| WHAT IS BEING ASKED |
Reproduce all of the data exactly, with no line skipped.

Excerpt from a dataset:

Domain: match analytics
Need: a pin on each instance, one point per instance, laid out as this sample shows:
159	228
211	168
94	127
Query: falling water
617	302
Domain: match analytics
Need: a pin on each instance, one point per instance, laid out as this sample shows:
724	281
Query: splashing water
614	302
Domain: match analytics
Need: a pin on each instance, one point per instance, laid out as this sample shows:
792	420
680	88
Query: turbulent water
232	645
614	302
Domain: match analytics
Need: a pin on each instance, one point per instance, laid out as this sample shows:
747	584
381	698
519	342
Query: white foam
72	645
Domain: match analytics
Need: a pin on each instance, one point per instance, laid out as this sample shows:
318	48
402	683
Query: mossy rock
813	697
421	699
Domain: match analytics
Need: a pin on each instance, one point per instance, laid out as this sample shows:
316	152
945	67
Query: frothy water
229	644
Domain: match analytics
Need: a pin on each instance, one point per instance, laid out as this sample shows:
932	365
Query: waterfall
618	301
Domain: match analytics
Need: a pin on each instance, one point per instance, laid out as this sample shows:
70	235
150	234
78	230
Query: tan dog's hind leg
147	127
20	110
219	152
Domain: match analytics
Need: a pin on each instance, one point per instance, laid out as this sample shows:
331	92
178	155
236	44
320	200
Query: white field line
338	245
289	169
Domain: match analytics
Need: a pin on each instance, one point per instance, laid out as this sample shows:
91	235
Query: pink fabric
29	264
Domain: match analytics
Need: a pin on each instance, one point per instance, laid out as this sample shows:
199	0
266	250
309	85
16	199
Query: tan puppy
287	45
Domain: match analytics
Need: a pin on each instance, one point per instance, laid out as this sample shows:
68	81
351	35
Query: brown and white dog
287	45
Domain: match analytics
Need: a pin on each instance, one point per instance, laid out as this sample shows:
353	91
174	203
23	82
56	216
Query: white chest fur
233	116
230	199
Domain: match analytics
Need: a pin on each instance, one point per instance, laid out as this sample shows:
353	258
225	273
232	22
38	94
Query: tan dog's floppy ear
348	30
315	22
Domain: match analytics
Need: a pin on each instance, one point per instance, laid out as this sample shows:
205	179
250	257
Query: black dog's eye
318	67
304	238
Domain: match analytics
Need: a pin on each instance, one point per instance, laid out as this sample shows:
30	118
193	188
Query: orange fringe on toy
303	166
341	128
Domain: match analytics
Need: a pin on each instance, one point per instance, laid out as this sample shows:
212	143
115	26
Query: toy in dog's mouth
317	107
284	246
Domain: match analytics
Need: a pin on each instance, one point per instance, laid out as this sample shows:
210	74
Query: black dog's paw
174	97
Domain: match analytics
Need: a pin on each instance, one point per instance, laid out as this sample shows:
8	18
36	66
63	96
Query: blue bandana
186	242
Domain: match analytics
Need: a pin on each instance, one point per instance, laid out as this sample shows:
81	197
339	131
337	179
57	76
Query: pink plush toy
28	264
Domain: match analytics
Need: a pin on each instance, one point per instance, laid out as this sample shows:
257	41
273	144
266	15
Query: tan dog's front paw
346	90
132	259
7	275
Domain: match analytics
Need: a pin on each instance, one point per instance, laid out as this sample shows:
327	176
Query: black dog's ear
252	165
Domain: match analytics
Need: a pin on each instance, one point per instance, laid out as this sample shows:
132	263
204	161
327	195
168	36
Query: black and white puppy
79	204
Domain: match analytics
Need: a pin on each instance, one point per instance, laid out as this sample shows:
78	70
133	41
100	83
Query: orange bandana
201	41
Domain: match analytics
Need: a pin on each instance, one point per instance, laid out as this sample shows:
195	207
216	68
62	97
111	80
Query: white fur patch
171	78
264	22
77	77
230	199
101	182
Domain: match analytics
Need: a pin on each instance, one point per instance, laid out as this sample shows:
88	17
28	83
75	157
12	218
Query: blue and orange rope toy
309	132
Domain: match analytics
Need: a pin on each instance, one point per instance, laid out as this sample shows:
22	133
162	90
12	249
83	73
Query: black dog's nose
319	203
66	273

| REPLY TO THE TASK |
Domain: match analytics
Need: a pin on each instance, one point per instance, laid out as this sample shows:
159	228
211	168
94	127
Query: falling water
617	302
Domain: match analytics
Need: a pin on each instance, one point per instance, laid out as this sample shows:
724	281
Query: splashing water
614	302
Domain: match analytics
Need: a pin on each instance, one point per instance, laid out as this sample shows:
792	420
680	88
Query: turbulent water
232	645
614	302
Domain: match analytics
Need: a pin on each instance, one point per instance, laid out as this sample shows:
747	584
381	698
519	342
Query: white foam
72	645
Domain: match analytics
Need: a pin on each instance, one point per instance, laid out as this sample shows:
318	48
402	683
Query: mossy rock
813	697
421	699
Domain: match analytics
Need: a pin on each instance, one point per instance, laid out as this sample shows:
316	152
945	67
Query: frothy water
229	644
Domain: match analytics
Need: a pin on each instance, one point per instance, laid out as this sample shows:
932	365
Query: waterfall
618	301
Domain: match analytics
Need: a pin on each instance, one point per instance, laid out as this sample shows:
70	235
150	234
78	230
Query: tan dog's hind leg
147	127
20	110
219	152
Domain: match analytics
Need: a pin on each instance, one point per instance, laid out as this sample shows:
331	92
178	155
236	44
320	200
Query: white field line
338	245
289	169
Domain: match analytics
Need: a pin on each instance, one point per instance, laid out as this sample shows:
91	235
Query: pink fabric
29	264
Domain: match analytics
Need: a pin on each instance, one point per instance, laid out as this sample shows:
199	0
266	250
309	85
16	199
Query: tan puppy
287	45
Domain: match analytics
Need: a pin on each instance, one point per instance, laid out as this sample shows:
68	81
351	35
Query: brown and white dog
287	45
Domain: match analytics
Need: a pin on each instance, one point per instance, laid out as this sample shows:
353	91
174	203
23	82
56	216
Query: white chest fur
233	116
230	199
Domain: match analytics
Need: a pin on each instance, one point per instance, laid out as this sample shows:
353	258
225	273
232	22
38	94
Query: tan dog's floppy ear
348	30
315	22
Domain: match analytics
Need: a pin on each instance, one point per instance, laid out as this sample shows:
205	179
250	257
Query: black dog's eye
318	67
304	238
Domain: match analytics
Need: a pin on each instance, one point per instance, laid out as this sample shows:
30	118
193	188
Query: orange fringe on toy
303	166
341	128
Domain: match analytics
Need: a pin on each instance, one point per instance, laid out as this sample shows:
212	143
115	26
Query: toy in dog's mouth
317	107
284	246
Domain: match analytics
Need: a pin on each instance, one point per instance, laid out as this sample shows:
210	74
Query: black dog's paw
174	97
Domain: match analytics
Need: a pin on each instance, one point per instance, laid out as this sample shows:
8	18
36	66
63	96
Query: blue bandana
186	242
Domain: match analytics
Need: a pin on each instance, one point per instance, laid out as this sample shows:
81	197
339	131
337	179
57	76
Query: pink plush toy
28	264
Domain: match analytics
Need: a pin on each instance, one point per instance, laid out as this sample shows:
257	41
273	144
266	15
Query: tan dog's front paw
346	90
132	259
7	275
Domain: match analytics
Need: a pin on each instance, one point per instance, laid out as this sample shows:
327	176
Query: black dog's ear
252	165
Domain: match analytics
Need: a pin on each instance, one point per instance, laid out as this sample shows:
132	263
204	161
327	195
168	36
Query: black and white puppy
79	204
Domain: match analytics
Need: a pin on each instance, one point per instance, laid out as this sample shows:
78	70
133	41
100	83
Query: orange bandana
201	41
Domain: match analytics
Need: a pin on each instance, one point per instance, laid out as this sample shows:
195	207
216	68
62	97
111	80
Query: white fur patch
171	78
264	22
77	77
230	199
101	182
Domain: match analytics
Need: a pin on each instance, one point per instance, laid out as this sample shows:
88	17
28	83
75	157
12	218
Query: blue and orange rope toy
309	132
Domain: match analytics
Need: a pin on each instance, one point per instance, laid out as this sample shows:
22	133
162	90
12	249
83	73
Query: black dog's nose
319	203
66	273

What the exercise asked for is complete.